**ОТРЫВОК:**
--- --- ---

О письмах, по-моему, будет сказано вполне достаточно, если я прибавлю еще одно только замечание. Пудентилла после того самого письма, где притворно, издевки ради написала: «Приди же, пока я еще в здравом уме», вызвала к себе обоих сыновей и невестку и прожила вместе с ними почти два месяца. Пусть теперь этот почтительный сын скажет, что особенно странного, такого, что было бы следствием безумия, заметил он в поступках или речах своей матери за то время? Будет ли он отрицать, что она с большим знанием дела подписывала счета управляющих виллами, пастухов, конюхов? Будет ли он отрицать, что она серьезно убеждала его брата Понтиана остерегаться козней Руфина? Будет ли он отрицать, что она действительно упрекала брата за то, что тот повсюду трубил о письме, которое получил от нее, читая его притом совсем недобросовестно? Будет ли он после всего того, о чем я сказал, отрицать, что его мать вышла за меня замуж на вилле – место, о котором мы условились с ней заранее.

Да, действительно, мы предпочли сочетаться браком в загородной вилле, чтобы граждане снова не сбежались за подарками [315], так как еще незадолго до этого Пудентилла раздала народу из своих средств пятьдесят тысяч сестерциев, в тот день, когда Понтиан женился, а этот мальчонка облекся в тогу. Кроме того, нам хотелось избежать множества утомительных пиров, которые, по заведенному обычаю, почти всегда являются обязанностью для новобрачных.

88. Вот тебе, Эмилиан, и вся причина, по которой брачный контракт между мной и Пудентиллой был подписан не в городе, а в загородной вилле: чтобы не нужно было снова бросать на ветер пятьдесят тысяч сестерциев и обедать вместе с тобой или у тебя. Подходящая причина?

Меня удивляет, однако, что ты испытываешь такое отвращение к вилле, сам по большей части живя в деревне. По крайней мере, закон Юлия о порядке заключения браков [316] нигде не содержит запрещения такого рода: «пусть никто не вступает в брак на вилле». Мало того, если хочешь знать, для будущего потомства – куда большая удача, если брак совершается на вилле, а не в городе, на тучной почве, а не в бесплодном месте, на зеленой траве поля, а не на камне площади. Пусть будущая мать выходит замуж, сама покоясь на материнской груди, среди спелых хлебов, на плодородной пашне. Пусть возлежит она под брачным вязом, на лоне матери-земли, среди побегов травы, отростков виноградной лозы и молодых деревьев. Здесь более всего уместен этот стих, который так часто повторяют в комедиях:

«Чтоб, лоно матери вспахав, детей родить» [317].

--- --- ---

**ЧТО НУЖНО СДЕЛАТЬ:**
1: Перепишите из отрывка без изменений часть от слов "Да, действительно, мы" до слов "обязанностью для новобрачных." включительно.
2: Какую сумму Пудентилла раздала народу из своих средств, согласно отрывку?
Записи ниже взяты из другого источника.

--- --- ---

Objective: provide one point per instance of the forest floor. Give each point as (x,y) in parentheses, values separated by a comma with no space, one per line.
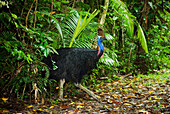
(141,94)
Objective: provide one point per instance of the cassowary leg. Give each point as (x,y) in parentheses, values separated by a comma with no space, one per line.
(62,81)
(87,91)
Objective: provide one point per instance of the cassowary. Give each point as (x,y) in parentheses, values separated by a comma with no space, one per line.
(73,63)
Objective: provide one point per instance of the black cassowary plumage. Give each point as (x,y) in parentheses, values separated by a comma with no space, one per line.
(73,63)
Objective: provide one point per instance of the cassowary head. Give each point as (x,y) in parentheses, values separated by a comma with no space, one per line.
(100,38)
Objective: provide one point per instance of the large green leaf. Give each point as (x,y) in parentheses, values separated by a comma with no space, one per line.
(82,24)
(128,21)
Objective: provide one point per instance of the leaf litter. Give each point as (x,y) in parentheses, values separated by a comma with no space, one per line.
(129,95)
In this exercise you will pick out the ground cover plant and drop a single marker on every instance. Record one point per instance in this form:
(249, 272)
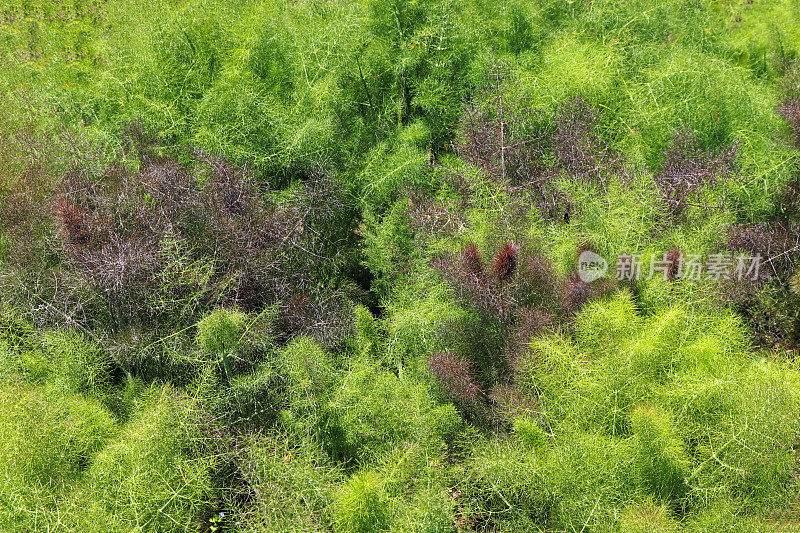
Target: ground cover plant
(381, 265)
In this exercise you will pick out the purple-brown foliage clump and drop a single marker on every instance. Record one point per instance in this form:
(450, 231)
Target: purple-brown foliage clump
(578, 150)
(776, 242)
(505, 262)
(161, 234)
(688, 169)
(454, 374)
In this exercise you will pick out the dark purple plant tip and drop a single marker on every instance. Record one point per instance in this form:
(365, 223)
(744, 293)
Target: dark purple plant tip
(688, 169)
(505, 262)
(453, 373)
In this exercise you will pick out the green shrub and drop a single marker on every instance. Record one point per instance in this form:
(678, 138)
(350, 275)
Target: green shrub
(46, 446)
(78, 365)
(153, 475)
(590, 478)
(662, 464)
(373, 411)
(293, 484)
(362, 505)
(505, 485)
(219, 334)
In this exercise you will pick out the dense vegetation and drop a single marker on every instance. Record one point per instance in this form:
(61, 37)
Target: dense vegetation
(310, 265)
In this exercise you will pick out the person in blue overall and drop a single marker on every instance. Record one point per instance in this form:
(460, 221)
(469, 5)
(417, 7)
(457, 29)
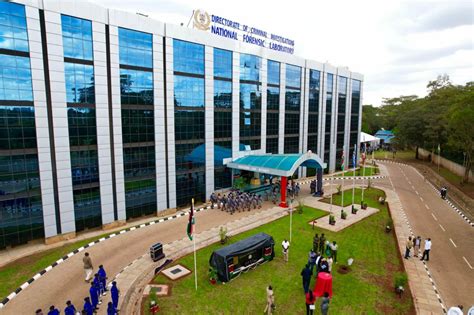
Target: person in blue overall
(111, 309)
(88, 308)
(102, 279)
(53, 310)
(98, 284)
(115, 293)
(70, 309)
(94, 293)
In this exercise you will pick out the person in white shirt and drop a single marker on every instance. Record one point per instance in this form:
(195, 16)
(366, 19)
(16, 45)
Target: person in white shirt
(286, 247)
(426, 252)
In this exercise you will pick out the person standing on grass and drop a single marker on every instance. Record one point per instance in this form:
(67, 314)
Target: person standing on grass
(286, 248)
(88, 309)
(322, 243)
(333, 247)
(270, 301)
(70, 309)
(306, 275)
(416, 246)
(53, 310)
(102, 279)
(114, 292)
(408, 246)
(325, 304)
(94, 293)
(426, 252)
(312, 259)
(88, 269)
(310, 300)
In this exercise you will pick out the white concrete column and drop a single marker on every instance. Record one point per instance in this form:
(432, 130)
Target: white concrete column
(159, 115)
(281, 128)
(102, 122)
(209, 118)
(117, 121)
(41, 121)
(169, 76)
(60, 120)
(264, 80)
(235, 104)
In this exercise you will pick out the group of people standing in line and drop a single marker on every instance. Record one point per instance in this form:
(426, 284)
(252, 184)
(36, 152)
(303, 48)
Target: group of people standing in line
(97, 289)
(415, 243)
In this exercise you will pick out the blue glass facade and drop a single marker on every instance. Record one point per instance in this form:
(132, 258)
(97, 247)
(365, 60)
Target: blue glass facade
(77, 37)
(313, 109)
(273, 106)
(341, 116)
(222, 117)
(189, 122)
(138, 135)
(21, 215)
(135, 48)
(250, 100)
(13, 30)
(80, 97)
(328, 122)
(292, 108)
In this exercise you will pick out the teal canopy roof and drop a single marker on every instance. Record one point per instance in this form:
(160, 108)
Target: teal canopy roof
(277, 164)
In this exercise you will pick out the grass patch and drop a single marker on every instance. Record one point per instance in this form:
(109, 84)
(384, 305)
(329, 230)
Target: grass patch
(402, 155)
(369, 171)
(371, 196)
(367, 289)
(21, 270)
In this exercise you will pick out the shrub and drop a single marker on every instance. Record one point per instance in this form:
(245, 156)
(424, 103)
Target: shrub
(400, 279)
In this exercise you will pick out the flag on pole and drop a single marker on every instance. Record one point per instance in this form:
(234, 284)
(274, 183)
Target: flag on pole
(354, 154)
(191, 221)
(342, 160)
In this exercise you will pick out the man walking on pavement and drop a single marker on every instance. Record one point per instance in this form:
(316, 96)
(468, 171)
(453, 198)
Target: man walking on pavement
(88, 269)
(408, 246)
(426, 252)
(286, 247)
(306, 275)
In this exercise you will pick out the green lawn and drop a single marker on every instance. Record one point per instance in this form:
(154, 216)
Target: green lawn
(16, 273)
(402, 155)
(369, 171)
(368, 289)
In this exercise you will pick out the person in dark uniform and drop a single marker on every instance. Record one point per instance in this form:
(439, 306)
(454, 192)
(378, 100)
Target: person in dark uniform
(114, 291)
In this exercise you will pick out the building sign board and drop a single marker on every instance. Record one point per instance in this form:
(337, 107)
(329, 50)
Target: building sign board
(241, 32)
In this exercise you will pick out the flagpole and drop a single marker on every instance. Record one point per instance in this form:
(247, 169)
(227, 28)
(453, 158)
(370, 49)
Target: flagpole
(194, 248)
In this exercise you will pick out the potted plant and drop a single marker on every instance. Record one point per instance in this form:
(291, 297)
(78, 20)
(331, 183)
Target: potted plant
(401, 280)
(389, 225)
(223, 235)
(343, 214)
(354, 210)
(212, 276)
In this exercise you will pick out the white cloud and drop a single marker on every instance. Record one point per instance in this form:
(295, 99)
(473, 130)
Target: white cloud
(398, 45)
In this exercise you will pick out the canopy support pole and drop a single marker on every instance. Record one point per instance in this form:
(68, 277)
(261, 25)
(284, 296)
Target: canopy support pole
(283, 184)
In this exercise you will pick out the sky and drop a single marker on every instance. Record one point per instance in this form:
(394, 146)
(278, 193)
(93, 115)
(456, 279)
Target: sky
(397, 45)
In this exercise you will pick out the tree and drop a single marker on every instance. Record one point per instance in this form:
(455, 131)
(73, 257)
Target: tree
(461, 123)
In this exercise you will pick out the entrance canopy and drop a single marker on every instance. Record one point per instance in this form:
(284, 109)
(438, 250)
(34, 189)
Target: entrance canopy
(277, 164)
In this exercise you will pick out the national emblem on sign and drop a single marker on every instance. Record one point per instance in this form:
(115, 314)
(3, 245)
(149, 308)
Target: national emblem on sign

--- --- ---

**ОТВЕТЫ:**
1:
Да, действительно, мы предпочли сочетаться браком в загородной вилле, чтобы граждане снова не сбежались за подарками [315], так как еще незадолго до этого Пудентилла раздала народу из своих средств пятьдесят тысяч сестерциев, в тот день, когда Понтиан женился, а этот мальчонка облекся в тогу. Кроме того, нам хотелось избежать множества утомительных пиров, которые, по заведенному обычаю, почти всегда являются обязанностью для новобрачных.

2: Пятьдесят тысяч сестерциев.